Supplied data —
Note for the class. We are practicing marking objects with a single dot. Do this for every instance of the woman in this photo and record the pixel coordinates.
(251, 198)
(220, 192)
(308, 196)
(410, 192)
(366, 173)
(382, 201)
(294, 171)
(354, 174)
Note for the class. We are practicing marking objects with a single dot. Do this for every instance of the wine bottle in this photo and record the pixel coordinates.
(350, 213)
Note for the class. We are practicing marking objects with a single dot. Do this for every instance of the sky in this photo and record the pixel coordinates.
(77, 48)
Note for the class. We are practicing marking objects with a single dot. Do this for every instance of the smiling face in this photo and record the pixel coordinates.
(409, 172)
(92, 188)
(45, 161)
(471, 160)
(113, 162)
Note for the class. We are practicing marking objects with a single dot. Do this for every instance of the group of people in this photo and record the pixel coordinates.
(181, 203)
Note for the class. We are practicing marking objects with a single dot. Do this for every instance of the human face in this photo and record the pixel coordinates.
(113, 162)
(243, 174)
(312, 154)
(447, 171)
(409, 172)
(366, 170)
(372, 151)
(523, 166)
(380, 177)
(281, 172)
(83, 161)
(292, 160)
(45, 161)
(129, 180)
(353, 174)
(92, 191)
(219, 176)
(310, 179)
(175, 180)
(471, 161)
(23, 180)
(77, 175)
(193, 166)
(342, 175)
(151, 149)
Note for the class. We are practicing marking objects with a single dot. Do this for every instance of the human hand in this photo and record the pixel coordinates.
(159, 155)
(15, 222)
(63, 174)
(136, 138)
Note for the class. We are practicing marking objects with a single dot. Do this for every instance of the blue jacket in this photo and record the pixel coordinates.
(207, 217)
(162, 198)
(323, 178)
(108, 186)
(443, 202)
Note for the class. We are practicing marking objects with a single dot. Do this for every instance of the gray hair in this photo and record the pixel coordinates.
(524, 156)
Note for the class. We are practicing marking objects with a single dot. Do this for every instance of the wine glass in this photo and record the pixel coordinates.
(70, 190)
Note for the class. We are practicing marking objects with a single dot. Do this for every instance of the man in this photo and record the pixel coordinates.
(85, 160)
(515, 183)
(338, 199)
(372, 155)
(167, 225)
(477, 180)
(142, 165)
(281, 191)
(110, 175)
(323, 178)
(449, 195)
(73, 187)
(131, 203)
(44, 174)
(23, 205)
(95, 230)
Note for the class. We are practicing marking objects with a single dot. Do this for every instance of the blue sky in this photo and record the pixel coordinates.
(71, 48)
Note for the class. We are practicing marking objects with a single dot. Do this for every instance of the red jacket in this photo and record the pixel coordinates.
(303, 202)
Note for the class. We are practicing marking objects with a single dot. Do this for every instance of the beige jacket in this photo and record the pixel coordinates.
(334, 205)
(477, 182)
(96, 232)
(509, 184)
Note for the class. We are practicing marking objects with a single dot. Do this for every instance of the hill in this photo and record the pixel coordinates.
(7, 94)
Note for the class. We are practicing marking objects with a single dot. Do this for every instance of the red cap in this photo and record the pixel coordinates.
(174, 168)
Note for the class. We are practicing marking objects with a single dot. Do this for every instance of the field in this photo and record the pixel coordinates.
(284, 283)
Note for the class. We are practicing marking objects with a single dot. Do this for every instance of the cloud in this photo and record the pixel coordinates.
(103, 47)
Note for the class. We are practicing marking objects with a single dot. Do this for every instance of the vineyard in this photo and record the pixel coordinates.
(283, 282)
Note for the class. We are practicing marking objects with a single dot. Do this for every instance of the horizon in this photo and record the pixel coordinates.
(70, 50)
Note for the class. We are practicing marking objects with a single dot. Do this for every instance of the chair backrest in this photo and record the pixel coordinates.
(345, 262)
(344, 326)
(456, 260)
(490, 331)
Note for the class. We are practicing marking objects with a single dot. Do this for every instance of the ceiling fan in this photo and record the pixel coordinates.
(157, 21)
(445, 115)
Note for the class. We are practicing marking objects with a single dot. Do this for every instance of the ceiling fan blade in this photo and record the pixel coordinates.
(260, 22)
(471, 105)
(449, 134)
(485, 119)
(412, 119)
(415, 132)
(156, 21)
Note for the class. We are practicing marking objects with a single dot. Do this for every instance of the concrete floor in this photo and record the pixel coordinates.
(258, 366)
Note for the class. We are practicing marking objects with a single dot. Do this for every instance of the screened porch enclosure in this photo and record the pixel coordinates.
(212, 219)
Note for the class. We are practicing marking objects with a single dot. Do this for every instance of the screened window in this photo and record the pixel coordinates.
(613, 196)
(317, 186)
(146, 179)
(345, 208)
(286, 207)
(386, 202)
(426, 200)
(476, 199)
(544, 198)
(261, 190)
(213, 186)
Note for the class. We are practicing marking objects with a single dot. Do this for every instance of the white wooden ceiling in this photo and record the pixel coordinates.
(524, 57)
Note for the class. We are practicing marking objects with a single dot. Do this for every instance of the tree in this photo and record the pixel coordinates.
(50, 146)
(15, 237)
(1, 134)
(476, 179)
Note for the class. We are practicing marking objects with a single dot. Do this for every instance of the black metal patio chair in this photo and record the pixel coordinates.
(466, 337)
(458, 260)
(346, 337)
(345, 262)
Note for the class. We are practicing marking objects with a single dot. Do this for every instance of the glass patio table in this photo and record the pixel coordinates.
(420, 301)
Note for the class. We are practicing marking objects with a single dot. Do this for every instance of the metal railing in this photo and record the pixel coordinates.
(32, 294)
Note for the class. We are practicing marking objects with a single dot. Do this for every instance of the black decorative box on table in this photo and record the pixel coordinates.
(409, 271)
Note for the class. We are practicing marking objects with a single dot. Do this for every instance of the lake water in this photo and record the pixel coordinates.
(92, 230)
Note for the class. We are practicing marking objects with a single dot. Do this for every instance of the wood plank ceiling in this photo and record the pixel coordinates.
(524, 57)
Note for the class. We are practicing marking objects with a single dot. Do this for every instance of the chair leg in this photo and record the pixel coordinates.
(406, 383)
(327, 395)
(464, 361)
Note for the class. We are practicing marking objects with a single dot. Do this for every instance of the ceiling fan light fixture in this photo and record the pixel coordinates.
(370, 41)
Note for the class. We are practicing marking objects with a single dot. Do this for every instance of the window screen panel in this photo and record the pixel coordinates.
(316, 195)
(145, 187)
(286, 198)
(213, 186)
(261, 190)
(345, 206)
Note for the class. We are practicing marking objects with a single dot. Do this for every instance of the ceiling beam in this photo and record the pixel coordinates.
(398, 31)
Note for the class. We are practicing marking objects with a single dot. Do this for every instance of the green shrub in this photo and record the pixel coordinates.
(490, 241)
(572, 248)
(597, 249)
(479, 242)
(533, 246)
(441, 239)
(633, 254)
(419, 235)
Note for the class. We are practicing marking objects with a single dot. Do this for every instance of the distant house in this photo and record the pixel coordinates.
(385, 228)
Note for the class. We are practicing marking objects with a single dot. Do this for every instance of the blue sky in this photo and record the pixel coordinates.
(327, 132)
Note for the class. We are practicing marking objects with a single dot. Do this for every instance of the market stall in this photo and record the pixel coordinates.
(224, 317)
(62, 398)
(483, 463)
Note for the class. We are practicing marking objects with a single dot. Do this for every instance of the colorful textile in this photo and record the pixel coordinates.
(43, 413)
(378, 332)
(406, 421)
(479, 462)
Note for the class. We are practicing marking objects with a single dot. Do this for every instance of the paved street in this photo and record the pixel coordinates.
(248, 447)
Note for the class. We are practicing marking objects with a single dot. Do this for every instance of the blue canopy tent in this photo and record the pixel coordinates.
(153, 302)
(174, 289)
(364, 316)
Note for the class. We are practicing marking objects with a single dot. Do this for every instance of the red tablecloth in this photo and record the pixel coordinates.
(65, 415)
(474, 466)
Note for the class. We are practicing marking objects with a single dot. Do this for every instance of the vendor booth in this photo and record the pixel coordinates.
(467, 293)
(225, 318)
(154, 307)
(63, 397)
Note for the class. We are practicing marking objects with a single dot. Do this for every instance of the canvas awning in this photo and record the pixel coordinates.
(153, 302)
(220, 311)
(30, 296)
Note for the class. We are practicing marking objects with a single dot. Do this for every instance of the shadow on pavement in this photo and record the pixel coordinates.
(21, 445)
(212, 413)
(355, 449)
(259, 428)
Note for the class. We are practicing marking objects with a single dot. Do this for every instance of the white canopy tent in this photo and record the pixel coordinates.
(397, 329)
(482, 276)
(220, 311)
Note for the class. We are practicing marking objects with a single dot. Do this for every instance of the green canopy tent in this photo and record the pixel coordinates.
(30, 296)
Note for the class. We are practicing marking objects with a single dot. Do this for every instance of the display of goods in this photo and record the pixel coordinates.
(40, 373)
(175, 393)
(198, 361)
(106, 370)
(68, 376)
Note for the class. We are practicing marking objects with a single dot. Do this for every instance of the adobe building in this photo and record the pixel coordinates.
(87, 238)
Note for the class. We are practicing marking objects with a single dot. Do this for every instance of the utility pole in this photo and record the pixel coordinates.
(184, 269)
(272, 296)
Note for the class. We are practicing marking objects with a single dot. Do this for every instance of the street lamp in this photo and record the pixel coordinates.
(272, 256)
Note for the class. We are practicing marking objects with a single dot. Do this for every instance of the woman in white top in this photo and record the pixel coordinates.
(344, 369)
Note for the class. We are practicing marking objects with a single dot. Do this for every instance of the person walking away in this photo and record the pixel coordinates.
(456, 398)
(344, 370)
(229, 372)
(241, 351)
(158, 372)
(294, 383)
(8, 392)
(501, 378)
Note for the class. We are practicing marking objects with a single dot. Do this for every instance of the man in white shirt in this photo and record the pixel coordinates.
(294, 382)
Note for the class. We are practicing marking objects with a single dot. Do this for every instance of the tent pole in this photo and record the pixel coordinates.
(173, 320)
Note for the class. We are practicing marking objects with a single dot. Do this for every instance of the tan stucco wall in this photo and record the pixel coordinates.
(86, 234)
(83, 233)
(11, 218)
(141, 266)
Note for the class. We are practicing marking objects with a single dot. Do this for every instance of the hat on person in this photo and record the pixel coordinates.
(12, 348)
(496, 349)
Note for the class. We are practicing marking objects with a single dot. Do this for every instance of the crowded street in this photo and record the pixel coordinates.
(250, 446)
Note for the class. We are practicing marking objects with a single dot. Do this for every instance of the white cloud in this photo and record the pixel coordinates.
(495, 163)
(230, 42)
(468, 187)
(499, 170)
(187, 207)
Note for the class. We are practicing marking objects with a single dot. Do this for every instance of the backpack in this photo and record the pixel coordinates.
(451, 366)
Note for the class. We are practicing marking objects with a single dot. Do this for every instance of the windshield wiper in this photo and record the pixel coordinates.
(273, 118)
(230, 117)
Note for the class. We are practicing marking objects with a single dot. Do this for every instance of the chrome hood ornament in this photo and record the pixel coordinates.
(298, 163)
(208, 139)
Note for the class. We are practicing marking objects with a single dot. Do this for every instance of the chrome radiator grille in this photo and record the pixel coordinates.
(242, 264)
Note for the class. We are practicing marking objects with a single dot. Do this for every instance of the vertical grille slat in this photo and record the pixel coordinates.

Your goal — Starting with the line that contains "the white cloud", write out each line through the end of the listing, exactly as it appears, and include nothing else.

The answer —
Note for the class. We are practicing marking objects with a single dot. Do this for every instance of the white cloud in this photo and record the pixel coordinates.
(495, 163)
(230, 42)
(468, 187)
(499, 170)
(187, 207)
Note for the class. We are practicing marking objects with a single dot. Do this for every instance of the backpack in this photo and record the pixel coordinates.
(451, 366)
Note for the class. We are practicing marking objects with a single dot. Do this for every instance of the windshield wiper in this photo and record the pixel coordinates.
(273, 118)
(230, 117)
Note for the class. We are practicing marking objects with a single dot. Do this for every instance of the chrome hood ornament in this photo and record the pixel coordinates.
(298, 163)
(208, 139)
Note for the class. We are practicing marking objects with a single dot. Do this for every instance of the chrome radiator grille in this photo and record the pixel coordinates.
(242, 264)
Note for the class. We are practicing marking objects with a single dot. Do this for every instance of the vertical grille slat in this photo and record the pixel coordinates.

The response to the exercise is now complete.